(Point-per-instance localization data)
◆ ◆ ◆ ◆

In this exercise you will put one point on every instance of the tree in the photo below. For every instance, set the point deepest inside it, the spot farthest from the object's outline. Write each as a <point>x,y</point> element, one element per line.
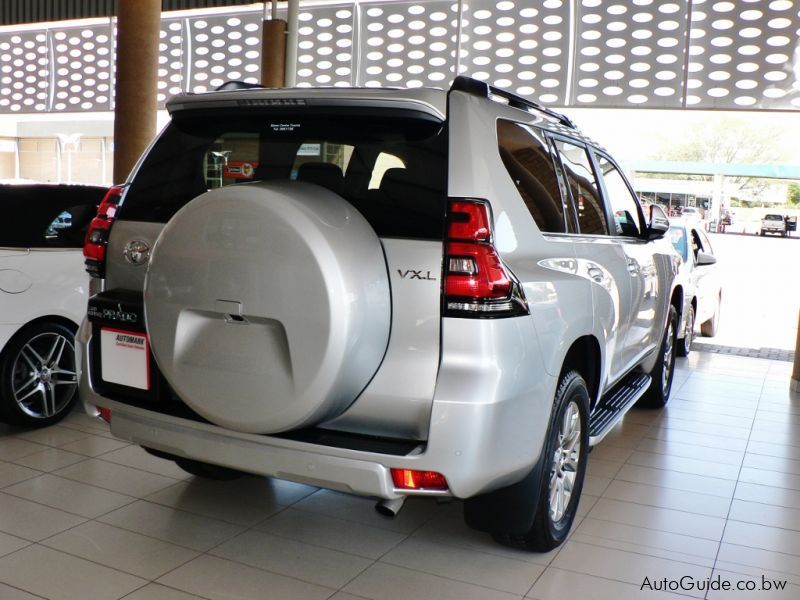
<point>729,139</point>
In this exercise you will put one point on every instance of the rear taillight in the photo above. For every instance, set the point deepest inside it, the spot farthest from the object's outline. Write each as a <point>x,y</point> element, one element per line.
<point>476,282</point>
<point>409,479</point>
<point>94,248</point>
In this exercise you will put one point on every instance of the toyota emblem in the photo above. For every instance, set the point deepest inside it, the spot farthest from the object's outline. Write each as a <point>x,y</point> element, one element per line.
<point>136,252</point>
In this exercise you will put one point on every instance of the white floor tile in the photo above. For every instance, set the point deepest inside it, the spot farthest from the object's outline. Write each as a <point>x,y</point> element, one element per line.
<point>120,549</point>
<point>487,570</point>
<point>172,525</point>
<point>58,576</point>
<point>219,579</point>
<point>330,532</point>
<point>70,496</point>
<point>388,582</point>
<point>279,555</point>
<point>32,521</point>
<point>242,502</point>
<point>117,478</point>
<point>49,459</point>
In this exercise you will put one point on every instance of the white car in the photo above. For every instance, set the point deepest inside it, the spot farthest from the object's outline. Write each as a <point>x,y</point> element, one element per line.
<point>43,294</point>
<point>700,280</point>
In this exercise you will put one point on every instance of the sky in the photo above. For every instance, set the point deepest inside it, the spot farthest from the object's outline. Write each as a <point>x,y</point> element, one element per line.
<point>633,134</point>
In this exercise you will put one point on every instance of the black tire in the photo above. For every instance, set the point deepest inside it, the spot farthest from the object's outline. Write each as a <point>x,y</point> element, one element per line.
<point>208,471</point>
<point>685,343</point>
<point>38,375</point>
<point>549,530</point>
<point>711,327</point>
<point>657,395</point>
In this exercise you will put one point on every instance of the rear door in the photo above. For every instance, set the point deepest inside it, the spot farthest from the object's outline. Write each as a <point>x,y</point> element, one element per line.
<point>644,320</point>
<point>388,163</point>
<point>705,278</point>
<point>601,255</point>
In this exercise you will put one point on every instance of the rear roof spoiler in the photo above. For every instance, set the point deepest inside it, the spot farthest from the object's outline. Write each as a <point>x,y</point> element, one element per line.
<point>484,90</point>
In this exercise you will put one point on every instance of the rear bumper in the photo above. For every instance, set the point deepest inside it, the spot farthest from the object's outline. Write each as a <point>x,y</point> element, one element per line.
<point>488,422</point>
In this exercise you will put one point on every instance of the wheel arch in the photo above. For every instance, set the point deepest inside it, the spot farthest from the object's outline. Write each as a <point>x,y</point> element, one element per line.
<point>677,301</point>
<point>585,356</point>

◆ ◆ ◆ ◆

### EXERCISE
The lines to copy run from the one containing "of the black" through the last line above. Copy them exactly and include nothing else.

### RESPONSE
In this exercise you will put one point on every instance of the black tire in the photo above. For every instance, set the point deepest inside it, the spot farthest from the object's outline. Write each as a <point>x,y</point> element, one element per line.
<point>208,471</point>
<point>685,343</point>
<point>38,375</point>
<point>549,530</point>
<point>711,327</point>
<point>657,395</point>
In this exercise you will put one point on every instance of the rear door in the photo above. For every instance, set the point deepest inside it, the spot farthest from the object's outline. Write each as a <point>x,y</point> element, one element per line.
<point>644,320</point>
<point>388,163</point>
<point>705,278</point>
<point>601,255</point>
In this exercise you will put one point on every instance of the rear roof spoiler in the photo above. For every instance, set the point deepest inside it, the spot farthest from the object's outline. Write each as a <point>x,y</point> element, one element per line.
<point>484,90</point>
In this exercise you will put one point on every instance of the rear bumper in the photo above. For every instance, set the point deepest inside it, the spot farthest from the object's outline. Write each as a <point>x,y</point> element, one element per line.
<point>488,422</point>
In this exercise you will put one point on every instance of the wheel arch in the photo above. For every instance, set the point deepest inside it, the spot farthest from the object's outline. Write each as a <point>x,y</point> element, one element per line.
<point>677,301</point>
<point>585,356</point>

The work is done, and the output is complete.